When Faulty Technology can Cost Police Lives
By: Abdulloh Benjakat
Published: 28/06/2009 at 12:00 AM
Newspaper section: News
A number of technology-based security measures has been introduced in the strife-torn deep South to tackle militancy and aid police investigations.
But several incidents have proved that authorities cannot absolutely trust the technology, which could lead to misunderstandings among local residents.
Bomb detectors and surveillance cameras are among the tools used to give security authorities an edge in their struggle to restore peace and order.
Known as GT 200, the remote substance detection device is popular among international security forces.
There are more than 100 of them in the South where explosives have now become the insurgents' weapon of choice.
The 700,000 baht GT 200 not only prevents explosions, but can track down bombers by detecting traces of explosives on their clothes.
However, the device has given wrong readings on several occasions and even failed to detect explosive materials, resulting in the loss of life.
Three members of a border patrol police unit were killed in a blast while they were inspecting a suspected bomb planted on a road in Panare district. The GT 200 they were using apparently could not detect traces of explosives.
In another blast in Muang district, security forces narrowly escaped death when a bomb exploded while they were investigating the murder of three officials.
Using a GT 200, security forces scouted the scene of the shooting five times and declared it clear of bombs.
Just as forensic officials began pulling out their tool kits, a bomb went off. It was a sheer luck that no one was hurt.
The deployment of GT 200s has also led to intense stand-offs between security forces and villagers.
Following an ambush in Ban Pakageenor in Nong Chik district in Pattani, security forces sealed off a ponoh school and lined up students for examination for traces of explosives.

§ **Supplied entries**
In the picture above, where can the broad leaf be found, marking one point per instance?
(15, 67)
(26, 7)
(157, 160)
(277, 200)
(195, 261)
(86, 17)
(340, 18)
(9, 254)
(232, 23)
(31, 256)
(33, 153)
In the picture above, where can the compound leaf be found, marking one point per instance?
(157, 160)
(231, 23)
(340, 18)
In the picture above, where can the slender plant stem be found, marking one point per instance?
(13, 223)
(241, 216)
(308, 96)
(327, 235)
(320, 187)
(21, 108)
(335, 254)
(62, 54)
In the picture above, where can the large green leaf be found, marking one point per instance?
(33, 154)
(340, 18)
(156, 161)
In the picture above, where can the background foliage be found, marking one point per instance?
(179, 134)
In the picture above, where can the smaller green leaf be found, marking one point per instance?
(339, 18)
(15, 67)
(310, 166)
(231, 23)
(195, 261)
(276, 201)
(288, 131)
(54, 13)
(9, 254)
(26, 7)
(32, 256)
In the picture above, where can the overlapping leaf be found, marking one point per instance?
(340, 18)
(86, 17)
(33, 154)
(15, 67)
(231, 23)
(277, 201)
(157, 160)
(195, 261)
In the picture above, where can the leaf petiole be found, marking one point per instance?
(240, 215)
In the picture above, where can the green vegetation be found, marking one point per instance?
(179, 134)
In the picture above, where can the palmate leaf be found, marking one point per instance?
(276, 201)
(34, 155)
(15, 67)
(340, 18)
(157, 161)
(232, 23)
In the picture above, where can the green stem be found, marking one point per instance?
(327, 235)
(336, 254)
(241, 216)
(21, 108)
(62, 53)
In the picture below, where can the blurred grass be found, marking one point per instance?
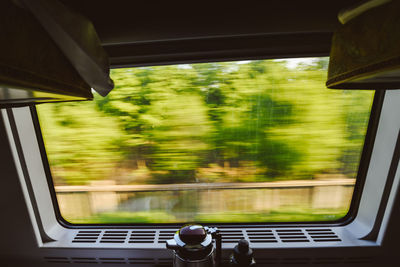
(281, 215)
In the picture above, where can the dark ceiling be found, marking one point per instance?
(142, 33)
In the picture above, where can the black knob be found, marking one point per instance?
(242, 255)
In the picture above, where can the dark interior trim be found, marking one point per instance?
(197, 50)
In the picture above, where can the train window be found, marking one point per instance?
(229, 142)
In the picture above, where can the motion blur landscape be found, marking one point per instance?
(246, 141)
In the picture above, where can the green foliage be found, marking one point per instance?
(253, 121)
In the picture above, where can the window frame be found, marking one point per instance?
(365, 158)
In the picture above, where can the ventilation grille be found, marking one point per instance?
(228, 236)
(114, 237)
(86, 237)
(231, 236)
(292, 235)
(323, 235)
(164, 235)
(142, 237)
(261, 236)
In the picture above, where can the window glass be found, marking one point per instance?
(245, 141)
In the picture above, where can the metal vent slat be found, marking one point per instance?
(261, 236)
(231, 236)
(142, 237)
(292, 235)
(86, 237)
(114, 237)
(323, 235)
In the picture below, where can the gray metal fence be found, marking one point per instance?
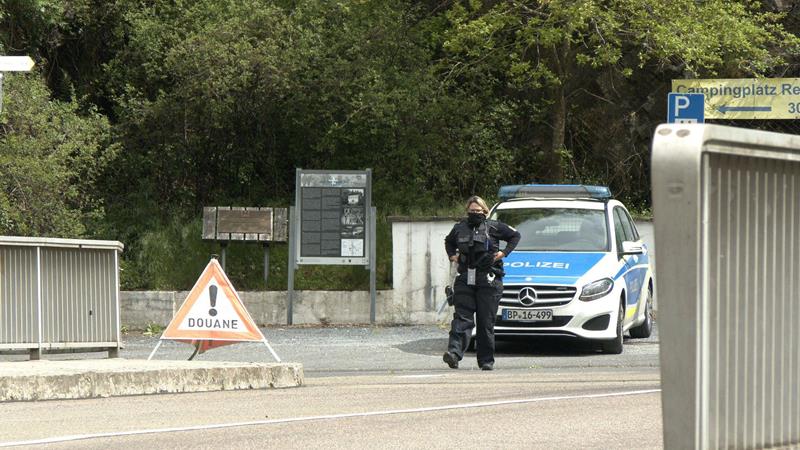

§ **Problem to solve**
Please reproduce the part of the article on faulty police technology that opens with the words containing "But several incidents" and closes with "on their clothes.".

§ **Solution**
But several incidents have proved that authorities cannot absolutely trust the technology, which could lead to misunderstandings among local residents.
Bomb detectors and surveillance cameras are among the tools used to give security authorities an edge in their struggle to restore peace and order.
Known as GT 200, the remote substance detection device is popular among international security forces.
There are more than 100 of them in the South where explosives have now become the insurgents' weapon of choice.
The 700,000 baht GT 200 not only prevents explosions, but can track down bombers by detecting traces of explosives on their clothes.